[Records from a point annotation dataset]

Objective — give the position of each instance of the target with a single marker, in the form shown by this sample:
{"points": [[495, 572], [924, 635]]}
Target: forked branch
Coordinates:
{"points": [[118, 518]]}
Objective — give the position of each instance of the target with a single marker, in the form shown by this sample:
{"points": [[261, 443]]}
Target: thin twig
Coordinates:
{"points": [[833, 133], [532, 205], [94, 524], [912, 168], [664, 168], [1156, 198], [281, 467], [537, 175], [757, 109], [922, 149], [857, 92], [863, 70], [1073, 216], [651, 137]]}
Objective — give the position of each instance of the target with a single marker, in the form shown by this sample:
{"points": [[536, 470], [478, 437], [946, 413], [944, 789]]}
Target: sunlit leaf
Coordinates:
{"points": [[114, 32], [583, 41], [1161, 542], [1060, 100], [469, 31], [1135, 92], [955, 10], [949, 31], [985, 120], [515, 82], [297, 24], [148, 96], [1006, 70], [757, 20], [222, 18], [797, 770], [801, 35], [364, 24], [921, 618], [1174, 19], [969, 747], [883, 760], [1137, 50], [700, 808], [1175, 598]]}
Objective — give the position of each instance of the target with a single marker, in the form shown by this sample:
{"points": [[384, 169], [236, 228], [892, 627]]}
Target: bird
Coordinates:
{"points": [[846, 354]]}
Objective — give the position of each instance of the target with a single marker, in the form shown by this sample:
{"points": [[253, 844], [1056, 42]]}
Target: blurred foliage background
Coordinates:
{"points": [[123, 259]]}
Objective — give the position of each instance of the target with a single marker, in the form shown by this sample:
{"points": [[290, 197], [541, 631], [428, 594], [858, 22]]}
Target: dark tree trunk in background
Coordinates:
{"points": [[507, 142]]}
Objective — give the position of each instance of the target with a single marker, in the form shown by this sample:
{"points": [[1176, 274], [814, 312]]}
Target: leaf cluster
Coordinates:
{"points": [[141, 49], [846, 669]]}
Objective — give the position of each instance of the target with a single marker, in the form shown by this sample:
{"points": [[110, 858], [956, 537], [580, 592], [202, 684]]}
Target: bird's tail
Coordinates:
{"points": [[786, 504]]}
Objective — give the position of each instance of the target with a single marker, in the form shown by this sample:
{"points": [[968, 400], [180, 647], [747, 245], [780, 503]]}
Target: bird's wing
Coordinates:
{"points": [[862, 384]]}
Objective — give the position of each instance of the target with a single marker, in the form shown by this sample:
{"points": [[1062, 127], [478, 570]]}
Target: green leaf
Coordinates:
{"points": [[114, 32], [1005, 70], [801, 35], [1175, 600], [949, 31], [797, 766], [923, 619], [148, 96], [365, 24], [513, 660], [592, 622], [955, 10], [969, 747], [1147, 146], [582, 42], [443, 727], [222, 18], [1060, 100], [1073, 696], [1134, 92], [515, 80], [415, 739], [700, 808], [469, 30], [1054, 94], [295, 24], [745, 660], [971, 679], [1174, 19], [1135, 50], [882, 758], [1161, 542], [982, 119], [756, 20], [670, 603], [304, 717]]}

* * *

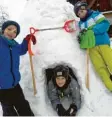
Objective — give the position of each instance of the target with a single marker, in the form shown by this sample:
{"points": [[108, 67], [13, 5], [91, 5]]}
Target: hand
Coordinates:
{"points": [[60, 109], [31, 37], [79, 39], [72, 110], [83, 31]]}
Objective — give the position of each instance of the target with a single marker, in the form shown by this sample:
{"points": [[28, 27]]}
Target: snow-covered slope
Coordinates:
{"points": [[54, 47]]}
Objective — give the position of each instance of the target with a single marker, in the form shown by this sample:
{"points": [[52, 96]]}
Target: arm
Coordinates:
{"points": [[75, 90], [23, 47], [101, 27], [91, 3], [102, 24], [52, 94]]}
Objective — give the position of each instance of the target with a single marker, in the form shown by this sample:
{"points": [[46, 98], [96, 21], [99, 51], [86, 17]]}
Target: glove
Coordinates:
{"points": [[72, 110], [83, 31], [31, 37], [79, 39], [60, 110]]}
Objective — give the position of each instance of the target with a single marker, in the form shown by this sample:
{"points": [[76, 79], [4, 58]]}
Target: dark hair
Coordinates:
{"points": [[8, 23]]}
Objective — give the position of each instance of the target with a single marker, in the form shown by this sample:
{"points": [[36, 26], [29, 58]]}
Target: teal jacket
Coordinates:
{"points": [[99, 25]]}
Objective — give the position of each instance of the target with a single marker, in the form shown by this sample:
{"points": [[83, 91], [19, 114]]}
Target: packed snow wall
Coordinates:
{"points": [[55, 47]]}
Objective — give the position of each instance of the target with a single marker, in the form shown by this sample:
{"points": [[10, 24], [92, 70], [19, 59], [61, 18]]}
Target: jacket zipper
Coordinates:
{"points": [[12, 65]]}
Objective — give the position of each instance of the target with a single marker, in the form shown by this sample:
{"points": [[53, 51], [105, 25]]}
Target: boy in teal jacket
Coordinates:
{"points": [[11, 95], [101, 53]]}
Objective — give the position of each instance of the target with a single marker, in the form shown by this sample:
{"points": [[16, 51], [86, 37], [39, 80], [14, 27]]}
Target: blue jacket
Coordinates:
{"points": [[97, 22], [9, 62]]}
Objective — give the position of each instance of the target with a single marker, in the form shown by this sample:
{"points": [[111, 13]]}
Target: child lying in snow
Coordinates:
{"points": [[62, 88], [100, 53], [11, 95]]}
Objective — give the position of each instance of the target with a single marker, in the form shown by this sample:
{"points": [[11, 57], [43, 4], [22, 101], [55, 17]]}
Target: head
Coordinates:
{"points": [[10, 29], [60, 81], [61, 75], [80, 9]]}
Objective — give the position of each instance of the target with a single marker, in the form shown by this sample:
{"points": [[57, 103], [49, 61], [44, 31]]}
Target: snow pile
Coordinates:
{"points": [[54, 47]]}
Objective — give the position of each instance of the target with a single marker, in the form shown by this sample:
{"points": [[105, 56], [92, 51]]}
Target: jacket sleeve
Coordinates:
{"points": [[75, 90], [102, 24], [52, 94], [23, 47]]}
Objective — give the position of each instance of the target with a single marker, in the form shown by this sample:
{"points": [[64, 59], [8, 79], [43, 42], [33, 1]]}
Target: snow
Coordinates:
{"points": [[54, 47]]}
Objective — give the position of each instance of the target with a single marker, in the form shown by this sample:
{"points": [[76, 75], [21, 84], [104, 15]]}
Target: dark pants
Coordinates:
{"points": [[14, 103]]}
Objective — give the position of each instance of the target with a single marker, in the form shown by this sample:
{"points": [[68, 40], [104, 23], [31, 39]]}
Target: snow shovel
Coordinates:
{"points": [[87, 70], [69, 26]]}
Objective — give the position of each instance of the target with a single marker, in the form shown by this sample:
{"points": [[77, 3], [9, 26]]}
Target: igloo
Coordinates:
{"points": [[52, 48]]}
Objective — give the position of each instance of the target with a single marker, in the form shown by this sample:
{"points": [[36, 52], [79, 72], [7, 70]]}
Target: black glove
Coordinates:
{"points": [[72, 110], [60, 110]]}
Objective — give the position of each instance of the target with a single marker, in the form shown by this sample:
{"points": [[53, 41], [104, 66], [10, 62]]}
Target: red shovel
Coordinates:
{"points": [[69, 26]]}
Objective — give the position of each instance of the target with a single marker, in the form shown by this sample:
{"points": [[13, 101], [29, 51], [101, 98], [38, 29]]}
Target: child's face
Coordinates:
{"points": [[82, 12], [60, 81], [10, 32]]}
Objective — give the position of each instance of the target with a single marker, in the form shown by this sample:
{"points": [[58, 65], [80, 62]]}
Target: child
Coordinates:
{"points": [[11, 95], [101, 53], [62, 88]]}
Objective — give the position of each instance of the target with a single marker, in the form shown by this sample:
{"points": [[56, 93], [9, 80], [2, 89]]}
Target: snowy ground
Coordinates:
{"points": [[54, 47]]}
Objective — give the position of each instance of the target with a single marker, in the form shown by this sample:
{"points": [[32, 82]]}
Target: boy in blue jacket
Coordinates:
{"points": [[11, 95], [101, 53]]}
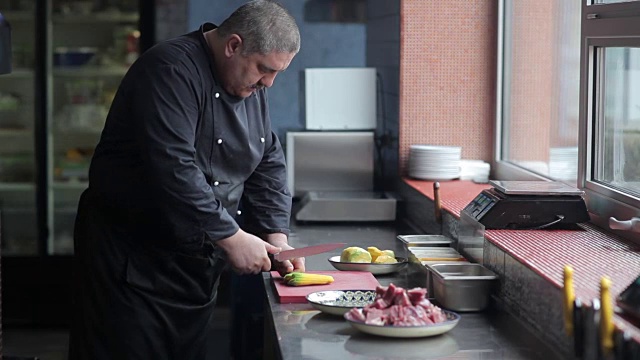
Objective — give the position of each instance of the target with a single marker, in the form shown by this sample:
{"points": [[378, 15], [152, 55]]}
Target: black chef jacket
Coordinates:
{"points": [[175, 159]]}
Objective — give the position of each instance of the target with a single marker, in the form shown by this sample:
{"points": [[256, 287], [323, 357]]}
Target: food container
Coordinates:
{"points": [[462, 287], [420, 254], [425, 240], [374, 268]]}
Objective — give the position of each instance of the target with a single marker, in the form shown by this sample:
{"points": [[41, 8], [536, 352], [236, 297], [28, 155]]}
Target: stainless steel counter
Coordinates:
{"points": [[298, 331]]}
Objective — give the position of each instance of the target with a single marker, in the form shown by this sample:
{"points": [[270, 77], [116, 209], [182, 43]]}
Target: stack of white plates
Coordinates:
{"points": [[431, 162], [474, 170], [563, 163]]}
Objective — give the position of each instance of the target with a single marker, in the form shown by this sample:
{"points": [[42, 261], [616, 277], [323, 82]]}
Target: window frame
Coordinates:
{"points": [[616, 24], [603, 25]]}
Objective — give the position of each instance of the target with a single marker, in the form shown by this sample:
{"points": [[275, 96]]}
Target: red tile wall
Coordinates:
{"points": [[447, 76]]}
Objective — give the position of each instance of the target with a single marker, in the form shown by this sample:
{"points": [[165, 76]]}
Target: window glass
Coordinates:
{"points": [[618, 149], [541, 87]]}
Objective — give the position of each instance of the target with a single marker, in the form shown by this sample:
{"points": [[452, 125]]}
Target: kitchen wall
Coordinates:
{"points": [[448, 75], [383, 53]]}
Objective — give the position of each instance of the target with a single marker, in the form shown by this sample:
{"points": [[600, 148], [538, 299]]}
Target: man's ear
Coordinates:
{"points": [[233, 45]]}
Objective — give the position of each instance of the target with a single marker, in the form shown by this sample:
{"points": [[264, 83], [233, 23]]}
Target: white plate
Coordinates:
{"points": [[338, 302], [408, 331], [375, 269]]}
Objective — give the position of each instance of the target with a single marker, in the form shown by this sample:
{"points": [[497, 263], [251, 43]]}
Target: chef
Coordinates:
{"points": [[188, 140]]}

[Work to do]
Filter the material above, keeping every line that contains the word "black". Treat uppercase and lowercase letters as distinct.

[Answer to this task]
Target: black glove
Target: black chef jacket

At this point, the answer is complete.